Problem requirements:
Leave out the pictures and print precisely the lines from the line with "Could you point to the green foliage" to the final line of the entries, both ends included.

----- Records to process

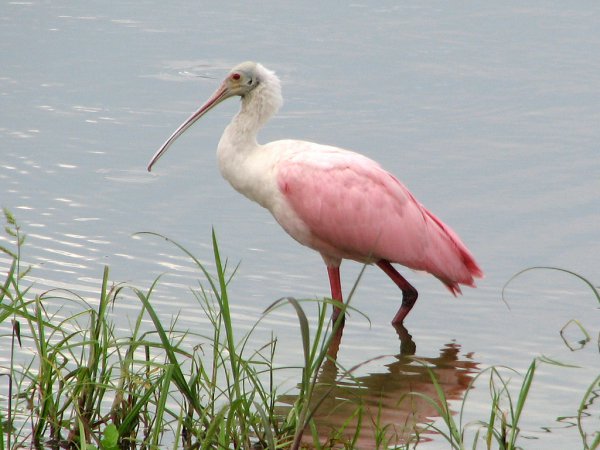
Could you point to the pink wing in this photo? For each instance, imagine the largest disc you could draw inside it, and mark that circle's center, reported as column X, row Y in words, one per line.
column 356, row 210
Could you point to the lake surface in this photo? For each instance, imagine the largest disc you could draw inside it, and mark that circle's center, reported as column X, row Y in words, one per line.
column 490, row 113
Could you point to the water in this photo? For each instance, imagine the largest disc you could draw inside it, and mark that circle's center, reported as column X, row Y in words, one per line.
column 489, row 113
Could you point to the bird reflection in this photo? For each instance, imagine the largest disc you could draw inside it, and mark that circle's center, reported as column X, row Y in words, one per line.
column 381, row 401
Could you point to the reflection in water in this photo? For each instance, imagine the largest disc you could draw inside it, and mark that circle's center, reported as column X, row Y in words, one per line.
column 381, row 402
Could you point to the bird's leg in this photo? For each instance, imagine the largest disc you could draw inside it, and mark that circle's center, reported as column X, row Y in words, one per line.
column 336, row 295
column 336, row 292
column 409, row 293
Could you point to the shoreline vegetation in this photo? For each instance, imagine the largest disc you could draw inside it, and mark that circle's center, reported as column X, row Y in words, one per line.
column 70, row 379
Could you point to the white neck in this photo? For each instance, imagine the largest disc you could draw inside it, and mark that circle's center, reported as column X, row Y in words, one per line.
column 239, row 154
column 258, row 106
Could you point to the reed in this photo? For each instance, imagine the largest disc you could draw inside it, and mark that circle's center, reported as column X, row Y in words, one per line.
column 75, row 381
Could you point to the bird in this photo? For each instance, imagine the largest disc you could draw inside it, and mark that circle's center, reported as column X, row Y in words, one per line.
column 338, row 202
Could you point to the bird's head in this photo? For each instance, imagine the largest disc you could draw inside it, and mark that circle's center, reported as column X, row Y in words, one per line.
column 241, row 81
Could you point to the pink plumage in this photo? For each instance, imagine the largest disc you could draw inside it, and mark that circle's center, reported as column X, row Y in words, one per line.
column 337, row 202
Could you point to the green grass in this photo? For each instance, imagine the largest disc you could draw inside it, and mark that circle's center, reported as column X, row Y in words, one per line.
column 75, row 381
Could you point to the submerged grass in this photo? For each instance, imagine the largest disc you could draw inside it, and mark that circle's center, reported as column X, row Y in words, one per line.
column 74, row 381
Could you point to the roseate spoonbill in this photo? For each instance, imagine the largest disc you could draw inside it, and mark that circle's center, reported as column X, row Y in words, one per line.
column 337, row 202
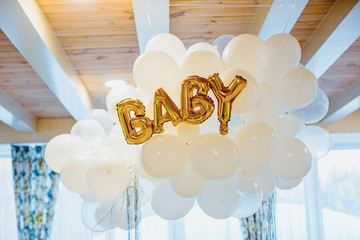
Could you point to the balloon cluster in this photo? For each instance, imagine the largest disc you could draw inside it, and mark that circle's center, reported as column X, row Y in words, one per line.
column 268, row 144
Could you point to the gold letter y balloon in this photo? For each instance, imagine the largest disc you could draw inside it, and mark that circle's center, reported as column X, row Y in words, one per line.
column 225, row 97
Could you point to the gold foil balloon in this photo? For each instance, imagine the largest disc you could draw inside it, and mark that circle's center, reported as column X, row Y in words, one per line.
column 161, row 99
column 138, row 129
column 225, row 97
column 195, row 108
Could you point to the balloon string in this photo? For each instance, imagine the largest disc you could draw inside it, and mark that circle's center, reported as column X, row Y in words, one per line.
column 109, row 213
column 290, row 14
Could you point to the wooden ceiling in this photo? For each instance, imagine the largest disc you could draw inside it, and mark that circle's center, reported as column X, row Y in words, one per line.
column 100, row 39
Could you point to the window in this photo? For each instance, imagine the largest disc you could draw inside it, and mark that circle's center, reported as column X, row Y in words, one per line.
column 324, row 206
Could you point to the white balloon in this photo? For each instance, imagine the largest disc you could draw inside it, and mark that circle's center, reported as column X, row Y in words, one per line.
column 73, row 172
column 221, row 42
column 248, row 96
column 202, row 46
column 209, row 200
column 214, row 156
column 92, row 197
column 153, row 70
column 106, row 214
column 188, row 132
column 163, row 156
column 318, row 141
column 142, row 172
column 144, row 97
column 315, row 110
column 88, row 216
column 292, row 159
column 211, row 125
column 265, row 179
column 169, row 44
column 201, row 63
column 187, row 183
column 120, row 93
column 267, row 108
column 283, row 52
column 116, row 145
column 297, row 87
column 61, row 148
column 286, row 184
column 115, row 96
column 245, row 51
column 256, row 144
column 90, row 131
column 167, row 204
column 288, row 125
column 102, row 117
column 241, row 198
column 107, row 177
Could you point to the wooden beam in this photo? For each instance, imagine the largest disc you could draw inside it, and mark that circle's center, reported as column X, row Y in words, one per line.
column 47, row 128
column 345, row 103
column 336, row 33
column 25, row 25
column 15, row 115
column 349, row 123
column 151, row 18
column 280, row 18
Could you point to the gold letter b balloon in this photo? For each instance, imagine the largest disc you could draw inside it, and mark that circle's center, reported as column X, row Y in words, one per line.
column 138, row 129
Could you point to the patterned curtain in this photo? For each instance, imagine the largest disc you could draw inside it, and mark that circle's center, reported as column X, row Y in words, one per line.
column 261, row 225
column 35, row 187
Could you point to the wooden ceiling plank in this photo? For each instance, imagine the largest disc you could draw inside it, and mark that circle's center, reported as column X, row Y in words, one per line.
column 14, row 115
column 27, row 28
column 336, row 33
column 150, row 19
column 280, row 18
column 344, row 103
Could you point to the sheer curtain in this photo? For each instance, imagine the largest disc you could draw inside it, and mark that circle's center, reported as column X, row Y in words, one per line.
column 35, row 187
column 8, row 230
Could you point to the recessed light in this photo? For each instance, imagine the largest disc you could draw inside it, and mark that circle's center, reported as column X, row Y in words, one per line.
column 115, row 83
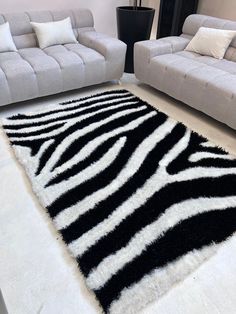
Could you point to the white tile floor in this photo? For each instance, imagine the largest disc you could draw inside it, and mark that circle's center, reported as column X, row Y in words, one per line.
column 37, row 275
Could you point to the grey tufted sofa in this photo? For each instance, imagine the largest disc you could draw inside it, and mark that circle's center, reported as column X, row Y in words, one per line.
column 202, row 82
column 32, row 72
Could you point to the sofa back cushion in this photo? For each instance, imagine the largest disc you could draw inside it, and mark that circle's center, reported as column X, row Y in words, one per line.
column 22, row 31
column 195, row 21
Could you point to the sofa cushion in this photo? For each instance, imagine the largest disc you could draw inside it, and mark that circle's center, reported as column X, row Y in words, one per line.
column 6, row 40
column 54, row 33
column 225, row 65
column 211, row 42
column 47, row 70
column 20, row 76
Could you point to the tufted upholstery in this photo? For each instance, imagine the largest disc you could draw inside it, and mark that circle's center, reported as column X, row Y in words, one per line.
column 202, row 82
column 32, row 72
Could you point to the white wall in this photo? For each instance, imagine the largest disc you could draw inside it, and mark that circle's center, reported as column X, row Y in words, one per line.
column 219, row 8
column 104, row 11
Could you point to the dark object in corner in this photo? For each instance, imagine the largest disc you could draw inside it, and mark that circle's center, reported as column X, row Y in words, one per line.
column 133, row 24
column 172, row 15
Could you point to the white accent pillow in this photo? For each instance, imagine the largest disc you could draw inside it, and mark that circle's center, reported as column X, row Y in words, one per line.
column 54, row 33
column 211, row 42
column 6, row 40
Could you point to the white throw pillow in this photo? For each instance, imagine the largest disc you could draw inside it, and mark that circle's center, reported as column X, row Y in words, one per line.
column 6, row 40
column 211, row 42
column 54, row 33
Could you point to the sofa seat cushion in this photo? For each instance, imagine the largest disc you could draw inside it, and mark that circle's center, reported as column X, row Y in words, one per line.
column 225, row 65
column 47, row 70
column 18, row 78
column 202, row 85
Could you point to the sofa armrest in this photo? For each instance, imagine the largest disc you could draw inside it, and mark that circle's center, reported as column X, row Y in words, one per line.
column 149, row 49
column 111, row 48
column 144, row 51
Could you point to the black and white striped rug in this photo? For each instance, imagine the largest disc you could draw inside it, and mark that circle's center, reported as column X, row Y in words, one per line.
column 140, row 200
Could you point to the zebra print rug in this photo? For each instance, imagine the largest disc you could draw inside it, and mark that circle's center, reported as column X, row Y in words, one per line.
column 140, row 200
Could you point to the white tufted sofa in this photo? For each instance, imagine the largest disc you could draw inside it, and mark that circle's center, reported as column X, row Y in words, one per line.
column 32, row 72
column 202, row 82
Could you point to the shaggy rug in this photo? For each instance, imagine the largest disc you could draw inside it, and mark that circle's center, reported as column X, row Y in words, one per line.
column 140, row 200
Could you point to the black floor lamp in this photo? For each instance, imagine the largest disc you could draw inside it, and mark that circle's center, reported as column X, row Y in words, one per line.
column 134, row 23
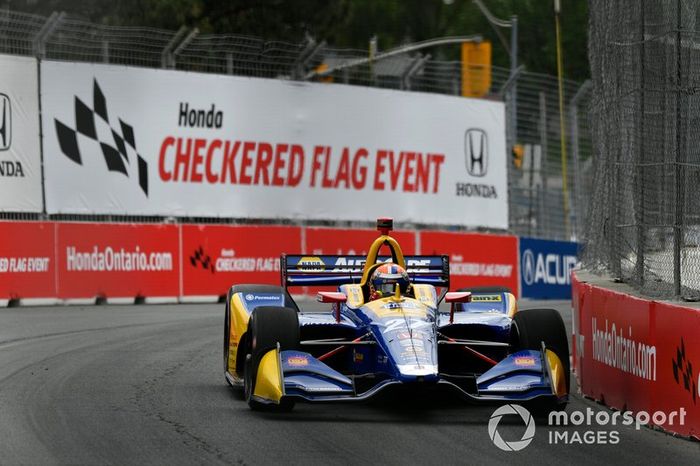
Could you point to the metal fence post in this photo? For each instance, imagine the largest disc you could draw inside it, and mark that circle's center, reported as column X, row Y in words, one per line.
column 639, row 180
column 105, row 51
column 679, row 156
column 576, row 211
column 166, row 55
column 45, row 32
column 541, row 220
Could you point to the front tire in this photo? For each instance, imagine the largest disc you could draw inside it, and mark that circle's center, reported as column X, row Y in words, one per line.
column 531, row 327
column 269, row 326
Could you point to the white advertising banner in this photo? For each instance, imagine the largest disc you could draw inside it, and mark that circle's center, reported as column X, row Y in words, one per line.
column 136, row 141
column 20, row 156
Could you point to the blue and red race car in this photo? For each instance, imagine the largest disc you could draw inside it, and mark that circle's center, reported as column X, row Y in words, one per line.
column 482, row 346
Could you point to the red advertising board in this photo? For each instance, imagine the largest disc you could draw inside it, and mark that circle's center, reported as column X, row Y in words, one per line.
column 352, row 241
column 214, row 257
column 616, row 323
column 678, row 369
column 117, row 260
column 476, row 259
column 638, row 354
column 27, row 265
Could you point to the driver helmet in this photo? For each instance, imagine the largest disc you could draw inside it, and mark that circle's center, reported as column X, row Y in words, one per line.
column 385, row 278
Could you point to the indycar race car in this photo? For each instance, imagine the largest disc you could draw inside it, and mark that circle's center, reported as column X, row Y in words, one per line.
column 482, row 346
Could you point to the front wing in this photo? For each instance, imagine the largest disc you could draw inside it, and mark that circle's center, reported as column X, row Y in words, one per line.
column 522, row 376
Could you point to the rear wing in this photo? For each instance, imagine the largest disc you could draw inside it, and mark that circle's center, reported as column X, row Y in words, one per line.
column 308, row 270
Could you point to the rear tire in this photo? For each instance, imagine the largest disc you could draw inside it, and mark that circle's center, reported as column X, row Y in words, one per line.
column 533, row 326
column 268, row 326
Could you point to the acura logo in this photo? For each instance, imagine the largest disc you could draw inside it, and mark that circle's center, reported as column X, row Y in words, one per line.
column 528, row 267
column 5, row 122
column 476, row 151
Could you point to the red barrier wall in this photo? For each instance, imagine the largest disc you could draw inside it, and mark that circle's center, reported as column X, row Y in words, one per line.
column 214, row 257
column 27, row 265
column 476, row 259
column 75, row 260
column 117, row 260
column 637, row 354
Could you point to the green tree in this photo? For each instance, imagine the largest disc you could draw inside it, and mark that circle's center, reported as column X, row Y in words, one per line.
column 351, row 23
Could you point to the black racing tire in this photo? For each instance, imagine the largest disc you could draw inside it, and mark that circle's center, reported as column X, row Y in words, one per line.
column 487, row 289
column 245, row 289
column 227, row 332
column 268, row 326
column 531, row 327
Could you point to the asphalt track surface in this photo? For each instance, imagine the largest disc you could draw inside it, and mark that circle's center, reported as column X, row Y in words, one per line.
column 144, row 385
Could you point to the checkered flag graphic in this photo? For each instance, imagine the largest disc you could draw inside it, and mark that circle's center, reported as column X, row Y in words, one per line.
column 683, row 371
column 115, row 152
column 202, row 258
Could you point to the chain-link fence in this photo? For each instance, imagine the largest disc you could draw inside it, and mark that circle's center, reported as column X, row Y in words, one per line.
column 537, row 206
column 645, row 214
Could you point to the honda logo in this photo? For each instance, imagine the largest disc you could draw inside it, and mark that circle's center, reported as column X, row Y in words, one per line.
column 5, row 122
column 476, row 151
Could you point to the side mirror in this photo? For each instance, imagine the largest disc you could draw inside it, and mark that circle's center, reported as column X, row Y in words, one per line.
column 334, row 297
column 458, row 297
column 455, row 297
column 331, row 297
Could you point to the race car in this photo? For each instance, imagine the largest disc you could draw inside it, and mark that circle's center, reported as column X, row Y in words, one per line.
column 366, row 342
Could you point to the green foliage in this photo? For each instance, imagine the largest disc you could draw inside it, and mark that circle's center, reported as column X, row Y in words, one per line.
column 351, row 23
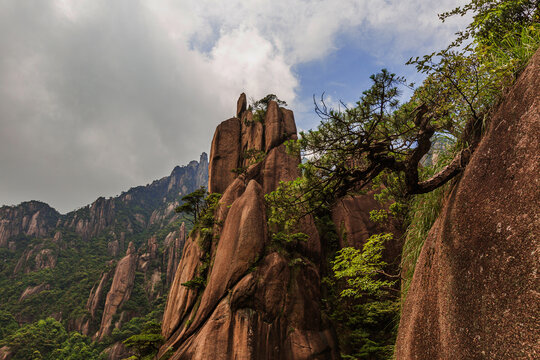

----------

Answer section:
Could you point to the green foliage in this photo? For each instance, imagine the largest disc you could draw inside it, and mark that circle's center, reported as column X, row Y in words, one per line.
column 351, row 23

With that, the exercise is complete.